▶ _Data supplied_
=-=-=
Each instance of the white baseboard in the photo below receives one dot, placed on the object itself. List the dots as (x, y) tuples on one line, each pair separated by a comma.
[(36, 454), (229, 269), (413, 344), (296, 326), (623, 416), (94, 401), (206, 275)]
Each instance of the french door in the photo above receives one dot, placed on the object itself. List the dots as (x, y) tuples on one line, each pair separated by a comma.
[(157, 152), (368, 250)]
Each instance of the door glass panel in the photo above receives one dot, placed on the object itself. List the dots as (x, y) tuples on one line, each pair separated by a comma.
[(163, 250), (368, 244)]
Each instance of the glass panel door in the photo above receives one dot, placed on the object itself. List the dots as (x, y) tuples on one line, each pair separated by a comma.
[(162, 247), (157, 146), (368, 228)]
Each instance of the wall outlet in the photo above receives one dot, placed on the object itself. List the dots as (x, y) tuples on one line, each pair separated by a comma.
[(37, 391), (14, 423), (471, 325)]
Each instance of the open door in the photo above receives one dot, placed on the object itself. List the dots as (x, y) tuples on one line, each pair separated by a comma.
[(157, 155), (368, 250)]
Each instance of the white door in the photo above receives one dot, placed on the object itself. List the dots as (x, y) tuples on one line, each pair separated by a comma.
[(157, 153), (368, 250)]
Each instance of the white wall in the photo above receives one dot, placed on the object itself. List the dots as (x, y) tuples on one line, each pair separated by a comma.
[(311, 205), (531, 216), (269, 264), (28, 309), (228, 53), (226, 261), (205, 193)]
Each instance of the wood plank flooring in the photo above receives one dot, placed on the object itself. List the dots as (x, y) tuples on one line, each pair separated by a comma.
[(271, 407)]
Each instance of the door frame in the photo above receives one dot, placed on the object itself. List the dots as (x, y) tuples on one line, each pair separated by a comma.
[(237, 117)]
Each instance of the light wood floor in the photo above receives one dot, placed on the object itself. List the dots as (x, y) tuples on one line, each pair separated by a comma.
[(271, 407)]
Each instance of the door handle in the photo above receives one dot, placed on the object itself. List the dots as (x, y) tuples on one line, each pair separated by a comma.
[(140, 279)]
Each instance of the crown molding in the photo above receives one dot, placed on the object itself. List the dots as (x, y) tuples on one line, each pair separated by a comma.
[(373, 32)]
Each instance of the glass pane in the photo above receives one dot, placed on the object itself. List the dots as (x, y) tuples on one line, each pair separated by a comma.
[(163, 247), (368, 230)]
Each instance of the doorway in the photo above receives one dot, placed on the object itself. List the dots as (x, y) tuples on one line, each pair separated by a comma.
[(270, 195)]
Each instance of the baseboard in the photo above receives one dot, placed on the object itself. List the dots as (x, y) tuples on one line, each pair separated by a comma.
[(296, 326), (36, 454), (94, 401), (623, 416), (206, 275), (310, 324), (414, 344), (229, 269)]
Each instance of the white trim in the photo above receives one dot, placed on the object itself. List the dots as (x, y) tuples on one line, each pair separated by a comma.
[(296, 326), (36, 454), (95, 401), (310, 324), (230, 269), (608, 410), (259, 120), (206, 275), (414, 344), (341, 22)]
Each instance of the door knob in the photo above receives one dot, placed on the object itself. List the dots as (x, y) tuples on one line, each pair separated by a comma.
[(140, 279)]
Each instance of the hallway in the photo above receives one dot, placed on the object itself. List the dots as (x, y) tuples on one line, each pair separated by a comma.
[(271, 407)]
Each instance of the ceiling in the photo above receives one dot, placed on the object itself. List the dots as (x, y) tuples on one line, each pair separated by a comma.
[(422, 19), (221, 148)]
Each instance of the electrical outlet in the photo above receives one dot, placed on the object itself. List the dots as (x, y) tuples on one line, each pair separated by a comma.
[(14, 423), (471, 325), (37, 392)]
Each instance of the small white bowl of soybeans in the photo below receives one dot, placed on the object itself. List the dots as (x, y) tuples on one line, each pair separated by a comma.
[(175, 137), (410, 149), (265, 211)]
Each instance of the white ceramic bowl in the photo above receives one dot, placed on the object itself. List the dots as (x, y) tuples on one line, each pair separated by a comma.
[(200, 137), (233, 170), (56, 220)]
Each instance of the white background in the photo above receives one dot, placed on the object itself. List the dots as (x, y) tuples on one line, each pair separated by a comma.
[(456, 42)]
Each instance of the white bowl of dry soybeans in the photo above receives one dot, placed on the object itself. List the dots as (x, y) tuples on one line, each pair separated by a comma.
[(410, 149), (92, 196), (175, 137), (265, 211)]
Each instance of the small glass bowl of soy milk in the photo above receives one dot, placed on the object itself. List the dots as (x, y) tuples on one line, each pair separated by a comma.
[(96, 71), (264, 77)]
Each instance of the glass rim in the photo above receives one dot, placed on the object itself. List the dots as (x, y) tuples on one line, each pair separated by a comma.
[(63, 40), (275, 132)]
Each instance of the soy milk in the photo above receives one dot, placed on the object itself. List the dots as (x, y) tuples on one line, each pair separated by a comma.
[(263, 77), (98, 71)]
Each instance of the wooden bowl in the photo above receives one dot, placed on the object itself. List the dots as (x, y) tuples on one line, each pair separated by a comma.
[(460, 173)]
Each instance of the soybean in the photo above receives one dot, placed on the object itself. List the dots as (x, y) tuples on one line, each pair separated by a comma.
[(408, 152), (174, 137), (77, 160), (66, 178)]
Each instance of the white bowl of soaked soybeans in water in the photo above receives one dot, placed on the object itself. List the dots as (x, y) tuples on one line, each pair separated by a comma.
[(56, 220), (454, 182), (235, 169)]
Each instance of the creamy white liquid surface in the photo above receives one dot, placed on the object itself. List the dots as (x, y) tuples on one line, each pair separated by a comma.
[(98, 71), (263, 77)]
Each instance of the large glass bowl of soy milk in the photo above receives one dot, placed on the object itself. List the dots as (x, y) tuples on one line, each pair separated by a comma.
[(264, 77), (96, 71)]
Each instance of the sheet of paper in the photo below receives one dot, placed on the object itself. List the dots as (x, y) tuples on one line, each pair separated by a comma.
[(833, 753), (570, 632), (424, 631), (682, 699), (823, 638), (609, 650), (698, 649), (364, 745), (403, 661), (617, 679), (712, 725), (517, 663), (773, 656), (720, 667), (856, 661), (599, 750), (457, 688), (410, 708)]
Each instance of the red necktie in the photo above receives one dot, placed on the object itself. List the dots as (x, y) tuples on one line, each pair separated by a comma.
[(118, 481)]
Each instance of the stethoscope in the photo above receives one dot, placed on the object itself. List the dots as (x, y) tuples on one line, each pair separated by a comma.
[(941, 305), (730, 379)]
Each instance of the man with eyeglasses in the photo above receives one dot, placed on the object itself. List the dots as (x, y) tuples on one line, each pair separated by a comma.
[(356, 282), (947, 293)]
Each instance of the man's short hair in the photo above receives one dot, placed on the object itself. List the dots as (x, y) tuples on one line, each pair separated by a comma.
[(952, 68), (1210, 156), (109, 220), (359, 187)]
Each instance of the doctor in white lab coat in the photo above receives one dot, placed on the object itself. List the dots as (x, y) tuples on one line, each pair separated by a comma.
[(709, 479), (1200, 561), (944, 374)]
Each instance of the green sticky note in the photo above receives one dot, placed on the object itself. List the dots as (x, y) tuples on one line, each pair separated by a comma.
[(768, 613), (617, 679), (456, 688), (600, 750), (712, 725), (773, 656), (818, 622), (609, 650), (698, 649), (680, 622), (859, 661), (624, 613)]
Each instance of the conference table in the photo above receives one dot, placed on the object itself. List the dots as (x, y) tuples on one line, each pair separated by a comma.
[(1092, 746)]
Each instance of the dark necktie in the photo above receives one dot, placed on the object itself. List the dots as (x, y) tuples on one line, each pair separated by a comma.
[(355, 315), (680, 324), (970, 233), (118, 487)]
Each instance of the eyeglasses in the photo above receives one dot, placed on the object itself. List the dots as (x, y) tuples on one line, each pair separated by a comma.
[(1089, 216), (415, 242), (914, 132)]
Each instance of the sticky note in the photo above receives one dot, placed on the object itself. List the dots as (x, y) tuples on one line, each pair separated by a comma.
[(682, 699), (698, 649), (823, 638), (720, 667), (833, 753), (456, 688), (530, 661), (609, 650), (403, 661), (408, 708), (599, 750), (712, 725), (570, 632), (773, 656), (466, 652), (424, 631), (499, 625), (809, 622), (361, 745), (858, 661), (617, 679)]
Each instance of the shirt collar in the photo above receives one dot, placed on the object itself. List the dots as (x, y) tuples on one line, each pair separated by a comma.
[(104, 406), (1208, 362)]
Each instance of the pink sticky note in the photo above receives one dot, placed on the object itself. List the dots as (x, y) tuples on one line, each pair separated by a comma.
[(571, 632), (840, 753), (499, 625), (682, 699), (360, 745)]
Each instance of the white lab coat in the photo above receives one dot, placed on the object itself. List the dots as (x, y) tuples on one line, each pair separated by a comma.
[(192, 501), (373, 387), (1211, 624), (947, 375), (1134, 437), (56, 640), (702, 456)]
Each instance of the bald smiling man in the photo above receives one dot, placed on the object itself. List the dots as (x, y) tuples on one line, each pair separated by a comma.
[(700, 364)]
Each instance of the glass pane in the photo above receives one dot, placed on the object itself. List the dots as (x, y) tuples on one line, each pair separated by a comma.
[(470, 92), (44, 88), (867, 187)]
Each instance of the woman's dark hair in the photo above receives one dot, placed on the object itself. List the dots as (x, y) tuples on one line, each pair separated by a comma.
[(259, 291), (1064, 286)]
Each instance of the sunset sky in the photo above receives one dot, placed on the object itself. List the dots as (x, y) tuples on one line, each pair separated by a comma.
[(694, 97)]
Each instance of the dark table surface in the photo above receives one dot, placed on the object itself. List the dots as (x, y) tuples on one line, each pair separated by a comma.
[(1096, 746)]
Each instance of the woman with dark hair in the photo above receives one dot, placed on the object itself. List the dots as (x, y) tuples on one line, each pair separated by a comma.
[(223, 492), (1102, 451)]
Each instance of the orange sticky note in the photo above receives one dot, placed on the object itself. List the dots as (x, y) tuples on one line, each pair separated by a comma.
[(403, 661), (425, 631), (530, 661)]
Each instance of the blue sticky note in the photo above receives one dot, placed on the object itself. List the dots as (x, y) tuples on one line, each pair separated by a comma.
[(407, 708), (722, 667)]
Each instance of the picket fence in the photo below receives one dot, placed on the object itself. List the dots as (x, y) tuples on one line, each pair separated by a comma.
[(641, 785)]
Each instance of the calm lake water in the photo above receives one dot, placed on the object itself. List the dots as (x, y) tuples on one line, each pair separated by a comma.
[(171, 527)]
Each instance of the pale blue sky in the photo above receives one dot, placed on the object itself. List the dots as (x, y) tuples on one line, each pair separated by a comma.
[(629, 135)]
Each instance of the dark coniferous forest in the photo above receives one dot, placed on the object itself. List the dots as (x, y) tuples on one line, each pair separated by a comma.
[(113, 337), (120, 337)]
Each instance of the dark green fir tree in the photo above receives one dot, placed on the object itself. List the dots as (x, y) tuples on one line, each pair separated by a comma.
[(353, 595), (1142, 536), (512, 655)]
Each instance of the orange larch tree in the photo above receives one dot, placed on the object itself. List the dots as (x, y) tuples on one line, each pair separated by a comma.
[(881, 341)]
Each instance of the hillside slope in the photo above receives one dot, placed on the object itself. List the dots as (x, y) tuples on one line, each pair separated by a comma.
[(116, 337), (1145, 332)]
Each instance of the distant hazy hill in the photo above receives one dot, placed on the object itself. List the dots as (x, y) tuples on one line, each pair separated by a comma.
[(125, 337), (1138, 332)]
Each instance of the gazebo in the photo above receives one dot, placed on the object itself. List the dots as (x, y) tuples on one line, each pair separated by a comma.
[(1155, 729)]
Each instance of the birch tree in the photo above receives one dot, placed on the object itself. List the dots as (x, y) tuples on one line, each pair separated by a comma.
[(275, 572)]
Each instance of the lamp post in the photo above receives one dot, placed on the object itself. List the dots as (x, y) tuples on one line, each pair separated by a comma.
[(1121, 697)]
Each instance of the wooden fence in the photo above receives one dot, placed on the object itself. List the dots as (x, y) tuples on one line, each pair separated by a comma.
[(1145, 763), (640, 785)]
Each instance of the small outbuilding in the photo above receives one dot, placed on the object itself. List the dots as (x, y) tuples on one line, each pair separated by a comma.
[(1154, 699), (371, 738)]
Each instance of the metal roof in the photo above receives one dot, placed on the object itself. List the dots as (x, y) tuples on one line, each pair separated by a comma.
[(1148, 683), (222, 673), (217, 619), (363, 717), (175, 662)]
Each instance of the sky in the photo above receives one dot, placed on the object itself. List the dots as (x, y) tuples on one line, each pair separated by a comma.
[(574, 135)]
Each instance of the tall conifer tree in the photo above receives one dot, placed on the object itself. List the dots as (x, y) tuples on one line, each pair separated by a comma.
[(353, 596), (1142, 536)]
=-=-=
▶ _Written request_
Retype exactly, please, each line from the line that contains "Each instance of the sky" through the last line of the entries above, with nothing added.

▶ _Answer below_
Each instance of the sky in the photo above receives one dot, placed on the object itself. List the dots as (x, y) tuples on one line, each pair separated by a comma.
[(574, 135)]
Each instance of the tall conifer tree in the photo above receives one dot, placed on the object itself. List the dots as (x, y) tuples on one line, each pair separated by a comma.
[(353, 596), (1142, 536)]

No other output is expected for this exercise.